— Job —
Reproduce the stretch of the records below from the line containing "Basketball game film review: mark the white" through the end of the records, character for character and with nothing else.

— Supplied material —
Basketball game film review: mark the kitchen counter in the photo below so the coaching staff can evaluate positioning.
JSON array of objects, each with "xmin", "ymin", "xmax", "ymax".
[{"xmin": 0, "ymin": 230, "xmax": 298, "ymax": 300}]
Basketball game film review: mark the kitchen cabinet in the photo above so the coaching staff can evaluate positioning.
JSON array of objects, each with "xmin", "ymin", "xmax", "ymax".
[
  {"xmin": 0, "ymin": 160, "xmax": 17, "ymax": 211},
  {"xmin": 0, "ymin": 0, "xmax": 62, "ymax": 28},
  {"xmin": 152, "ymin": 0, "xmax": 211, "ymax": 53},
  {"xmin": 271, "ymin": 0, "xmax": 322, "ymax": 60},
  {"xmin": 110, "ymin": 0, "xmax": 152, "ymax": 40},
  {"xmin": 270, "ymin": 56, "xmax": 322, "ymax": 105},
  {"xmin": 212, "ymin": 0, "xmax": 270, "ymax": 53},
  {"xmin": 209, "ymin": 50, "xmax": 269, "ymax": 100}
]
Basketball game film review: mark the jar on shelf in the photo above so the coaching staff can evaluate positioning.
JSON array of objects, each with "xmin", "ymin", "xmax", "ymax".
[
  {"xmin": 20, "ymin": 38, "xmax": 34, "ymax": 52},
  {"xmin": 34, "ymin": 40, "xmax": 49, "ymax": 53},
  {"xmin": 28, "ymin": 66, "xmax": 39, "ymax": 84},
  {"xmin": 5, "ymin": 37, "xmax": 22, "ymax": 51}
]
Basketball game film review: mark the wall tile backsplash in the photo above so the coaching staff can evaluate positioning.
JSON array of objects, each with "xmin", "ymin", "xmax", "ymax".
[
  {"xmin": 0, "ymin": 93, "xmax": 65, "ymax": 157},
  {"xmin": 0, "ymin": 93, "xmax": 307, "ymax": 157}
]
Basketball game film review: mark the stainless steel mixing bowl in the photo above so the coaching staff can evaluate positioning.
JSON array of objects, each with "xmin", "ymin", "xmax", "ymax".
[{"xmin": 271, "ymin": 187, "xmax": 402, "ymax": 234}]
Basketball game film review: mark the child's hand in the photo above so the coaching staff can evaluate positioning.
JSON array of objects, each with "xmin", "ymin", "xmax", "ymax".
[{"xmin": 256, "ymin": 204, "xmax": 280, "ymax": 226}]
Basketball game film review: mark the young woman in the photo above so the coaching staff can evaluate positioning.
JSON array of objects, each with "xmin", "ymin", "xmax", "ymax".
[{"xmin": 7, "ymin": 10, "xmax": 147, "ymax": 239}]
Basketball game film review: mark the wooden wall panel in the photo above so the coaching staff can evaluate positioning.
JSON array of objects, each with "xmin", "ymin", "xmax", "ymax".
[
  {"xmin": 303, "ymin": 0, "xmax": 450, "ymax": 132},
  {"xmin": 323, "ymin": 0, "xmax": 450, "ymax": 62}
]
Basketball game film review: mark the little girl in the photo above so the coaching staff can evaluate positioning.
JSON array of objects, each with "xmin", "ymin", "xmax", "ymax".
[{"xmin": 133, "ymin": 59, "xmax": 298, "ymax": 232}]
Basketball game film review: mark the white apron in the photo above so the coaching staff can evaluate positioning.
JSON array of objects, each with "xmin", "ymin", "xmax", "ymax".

— Task answer —
Basketball game film review: mark the white apron in the photo above so the coaching staff can evaluate positioning.
JSON array of objects, each with "xmin", "ymin", "xmax", "ymax".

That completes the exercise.